Please report every line in the entries below that contains the word "decorative", copying each such line in full.

Records from a dataset
----

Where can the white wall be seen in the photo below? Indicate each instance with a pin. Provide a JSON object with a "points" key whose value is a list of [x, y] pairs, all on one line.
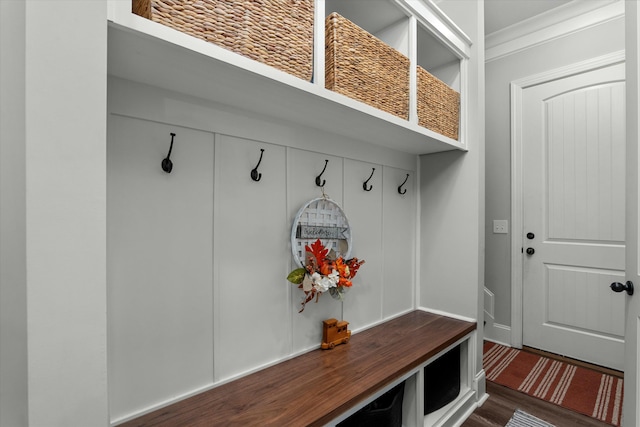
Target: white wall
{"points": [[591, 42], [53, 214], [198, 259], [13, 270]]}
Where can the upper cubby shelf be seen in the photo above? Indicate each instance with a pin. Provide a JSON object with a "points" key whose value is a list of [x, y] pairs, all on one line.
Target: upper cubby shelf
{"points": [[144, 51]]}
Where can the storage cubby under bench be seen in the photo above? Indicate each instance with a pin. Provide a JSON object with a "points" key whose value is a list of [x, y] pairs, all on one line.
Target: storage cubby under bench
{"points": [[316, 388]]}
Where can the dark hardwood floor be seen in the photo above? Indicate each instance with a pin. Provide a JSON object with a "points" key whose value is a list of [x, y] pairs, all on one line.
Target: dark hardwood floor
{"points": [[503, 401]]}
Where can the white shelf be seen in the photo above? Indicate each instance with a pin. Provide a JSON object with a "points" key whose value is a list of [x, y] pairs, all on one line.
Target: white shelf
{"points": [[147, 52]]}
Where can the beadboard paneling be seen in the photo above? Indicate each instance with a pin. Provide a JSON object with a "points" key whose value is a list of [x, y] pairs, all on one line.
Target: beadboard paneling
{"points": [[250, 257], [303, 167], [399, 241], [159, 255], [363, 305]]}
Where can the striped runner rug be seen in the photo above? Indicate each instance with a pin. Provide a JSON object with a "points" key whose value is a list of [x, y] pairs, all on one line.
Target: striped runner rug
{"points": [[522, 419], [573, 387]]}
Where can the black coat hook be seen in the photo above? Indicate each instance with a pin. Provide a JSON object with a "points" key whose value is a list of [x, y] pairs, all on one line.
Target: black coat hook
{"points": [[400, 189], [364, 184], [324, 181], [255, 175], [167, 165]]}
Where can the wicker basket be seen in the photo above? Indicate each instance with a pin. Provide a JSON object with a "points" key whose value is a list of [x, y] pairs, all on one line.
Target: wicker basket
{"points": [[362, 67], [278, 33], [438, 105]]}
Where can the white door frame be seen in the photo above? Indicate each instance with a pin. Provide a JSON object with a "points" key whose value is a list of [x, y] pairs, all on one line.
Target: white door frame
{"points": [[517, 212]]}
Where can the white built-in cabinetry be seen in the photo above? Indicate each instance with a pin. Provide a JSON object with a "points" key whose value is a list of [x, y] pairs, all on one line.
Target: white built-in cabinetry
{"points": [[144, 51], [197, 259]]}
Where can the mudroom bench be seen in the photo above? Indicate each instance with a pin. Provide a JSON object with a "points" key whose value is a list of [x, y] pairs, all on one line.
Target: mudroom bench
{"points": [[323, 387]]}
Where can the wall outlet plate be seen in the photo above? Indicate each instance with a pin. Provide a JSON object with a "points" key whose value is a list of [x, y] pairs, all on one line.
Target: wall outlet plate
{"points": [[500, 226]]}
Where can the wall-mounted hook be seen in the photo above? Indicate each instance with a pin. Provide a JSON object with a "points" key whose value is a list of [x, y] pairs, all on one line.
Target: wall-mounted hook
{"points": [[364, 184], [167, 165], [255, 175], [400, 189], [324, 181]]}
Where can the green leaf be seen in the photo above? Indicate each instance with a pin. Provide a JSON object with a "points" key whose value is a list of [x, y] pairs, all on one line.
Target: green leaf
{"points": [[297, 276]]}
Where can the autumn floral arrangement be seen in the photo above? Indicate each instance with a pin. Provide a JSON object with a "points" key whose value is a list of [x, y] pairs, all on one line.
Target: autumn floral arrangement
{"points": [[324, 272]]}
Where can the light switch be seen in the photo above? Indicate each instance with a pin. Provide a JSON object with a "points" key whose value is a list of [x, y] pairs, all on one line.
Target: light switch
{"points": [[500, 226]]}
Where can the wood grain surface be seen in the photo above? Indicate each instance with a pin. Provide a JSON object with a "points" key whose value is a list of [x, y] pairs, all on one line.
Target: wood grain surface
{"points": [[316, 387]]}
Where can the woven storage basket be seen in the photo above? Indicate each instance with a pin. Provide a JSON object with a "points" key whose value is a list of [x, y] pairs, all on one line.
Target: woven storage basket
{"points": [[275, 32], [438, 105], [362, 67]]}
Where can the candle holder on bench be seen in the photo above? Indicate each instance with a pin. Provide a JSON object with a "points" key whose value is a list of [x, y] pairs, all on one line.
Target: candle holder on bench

----

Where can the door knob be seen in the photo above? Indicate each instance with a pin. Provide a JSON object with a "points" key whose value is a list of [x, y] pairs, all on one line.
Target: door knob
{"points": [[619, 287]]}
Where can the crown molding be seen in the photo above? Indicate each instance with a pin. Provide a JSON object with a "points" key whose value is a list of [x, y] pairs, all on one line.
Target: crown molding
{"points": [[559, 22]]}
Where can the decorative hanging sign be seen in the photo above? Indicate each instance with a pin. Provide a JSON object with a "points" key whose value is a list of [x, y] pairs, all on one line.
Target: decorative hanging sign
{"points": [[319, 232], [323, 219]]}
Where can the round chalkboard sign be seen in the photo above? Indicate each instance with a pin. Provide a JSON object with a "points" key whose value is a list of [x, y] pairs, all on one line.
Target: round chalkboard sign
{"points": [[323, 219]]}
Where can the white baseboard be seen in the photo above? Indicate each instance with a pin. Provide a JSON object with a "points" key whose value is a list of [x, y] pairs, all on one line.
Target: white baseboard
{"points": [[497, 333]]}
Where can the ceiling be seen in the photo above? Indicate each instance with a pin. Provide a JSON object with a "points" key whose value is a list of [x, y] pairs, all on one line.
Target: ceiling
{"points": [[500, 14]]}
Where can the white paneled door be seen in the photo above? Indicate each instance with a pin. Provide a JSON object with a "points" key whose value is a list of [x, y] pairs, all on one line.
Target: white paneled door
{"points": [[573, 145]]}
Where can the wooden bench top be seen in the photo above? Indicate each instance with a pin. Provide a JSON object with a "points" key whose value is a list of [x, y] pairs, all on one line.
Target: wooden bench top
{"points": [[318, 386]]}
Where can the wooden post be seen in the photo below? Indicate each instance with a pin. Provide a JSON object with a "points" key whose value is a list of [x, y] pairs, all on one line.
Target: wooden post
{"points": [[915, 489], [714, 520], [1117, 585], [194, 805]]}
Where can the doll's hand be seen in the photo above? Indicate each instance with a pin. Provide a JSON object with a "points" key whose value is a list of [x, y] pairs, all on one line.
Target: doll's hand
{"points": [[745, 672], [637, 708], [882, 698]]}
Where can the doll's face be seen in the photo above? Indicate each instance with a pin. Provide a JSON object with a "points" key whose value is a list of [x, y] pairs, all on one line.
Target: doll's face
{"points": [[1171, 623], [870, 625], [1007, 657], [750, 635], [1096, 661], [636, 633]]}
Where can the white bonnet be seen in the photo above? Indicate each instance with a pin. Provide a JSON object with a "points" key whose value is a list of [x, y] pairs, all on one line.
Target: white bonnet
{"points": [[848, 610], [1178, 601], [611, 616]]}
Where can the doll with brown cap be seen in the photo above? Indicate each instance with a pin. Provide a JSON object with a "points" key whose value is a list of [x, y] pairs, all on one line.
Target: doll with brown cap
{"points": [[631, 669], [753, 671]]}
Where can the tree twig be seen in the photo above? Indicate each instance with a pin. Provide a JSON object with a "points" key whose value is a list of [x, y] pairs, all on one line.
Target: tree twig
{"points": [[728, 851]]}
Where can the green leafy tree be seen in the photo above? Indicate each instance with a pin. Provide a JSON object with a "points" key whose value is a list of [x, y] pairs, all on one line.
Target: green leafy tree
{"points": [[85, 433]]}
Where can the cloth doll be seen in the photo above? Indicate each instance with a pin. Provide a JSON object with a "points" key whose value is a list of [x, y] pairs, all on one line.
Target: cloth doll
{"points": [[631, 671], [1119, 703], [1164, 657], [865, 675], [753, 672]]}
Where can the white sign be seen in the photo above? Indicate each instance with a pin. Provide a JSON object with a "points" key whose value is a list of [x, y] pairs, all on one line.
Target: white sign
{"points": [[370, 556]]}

----

Solution for this problem:
Where can the decorative hanging sign be seen in the photo above? Indicate each instance with a pin. Provide a JSON object with a "points" key whose value is a list of [x, y] pairs, all on one line.
Target: decorative hanging sign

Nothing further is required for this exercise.